DOCUMENT SECTION ::
## start

# Single File Please...



## WiyRay (Jan 11, 2009)

4 Oto cats resting on a piece of cholla wood... in a line.


----------



## brapbrapboom (Sep 2, 2009)

Chillin like a baaaauwwseee!

Sent from my Galaxy Nexus using Tapatalk 2


----------



## characinfan (Dec 24, 2008)

Cute little guys!


----------



## greg (Apr 29, 2012)

Cute picture


----------



## Ryan.Wilton (Dec 12, 2012)

Too cute...


----------



## ameekplec. (May 1, 2008)

They're sand people.....

Great pic


----------



## Ryan.Wilton (Dec 12, 2012)

lol @ ameek. Where are their weapons though? 

any full tank shots? I'd love to see the set up


----------



## WiyRay (Jan 11, 2009)

Thanks all 

And here's a full tank pic Ryan. In need of a bit of trimming though


----------



## Ryan.Wilton (Dec 12, 2012)

This is probably going to get me a stern warning but.....

You just gave me a *inappropriate term*... Come to your own conclusion lol. I love the tank, awesome looking, and I think it needs no trimming at all, and if you do trip that moss, make sure you gimme the clippings please


----------



## WiyRay (Jan 11, 2009)

So did the mods give you that stern warning yet? haha, had to read it several times at first thinking that I offended you somehow for some reason.

## end

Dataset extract
## start

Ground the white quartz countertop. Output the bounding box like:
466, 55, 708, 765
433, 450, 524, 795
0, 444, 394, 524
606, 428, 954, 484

## end

TASKS TO PERFORM ::
1. Answer these questions about the Oto cat forum thread:
(a) What were the four Oto cats resting on?
(b) What did ameekplec. call the fish?
(c) What did Ryan.Wilton ask WiyRay to give him if the moss gets trimmed?
2. Carry on the Oto cat forum thread from its last post.

SOLVED TASKS ::
1.
(a) A piece of cholla wood
(b) Sand people
(c) The clippings

2.
Anyway, the moss was originally intended to be just a few tufts sticking out of the rocks here and there, but due to the combination of one of our overly-generous members and high-tech-ish set-up, it looks more like a rock just exploded from the inside with moss =P.

If you're ever in the area, I'll be happy to give you some of the moss. 
I have no idea exactly what kind it is though, could be a mix of different ones. I've been told it was phoenix tail, but its growing a bit differently in different areas so *shrugz*


----------



## Fishfur (Mar 4, 2012)

For such a small fish, Otos have a lot of personality. A nice bit of good fortune to grab that shot. I've had so many that were just 'perfect' but by the time I got back with camera in hand.. gone, never to be seen again. sigh..


----------



## manmadecorals (Jan 17, 2012)

That is a very nice set up...very nice indeed. You just made me want to get some Oto now lol!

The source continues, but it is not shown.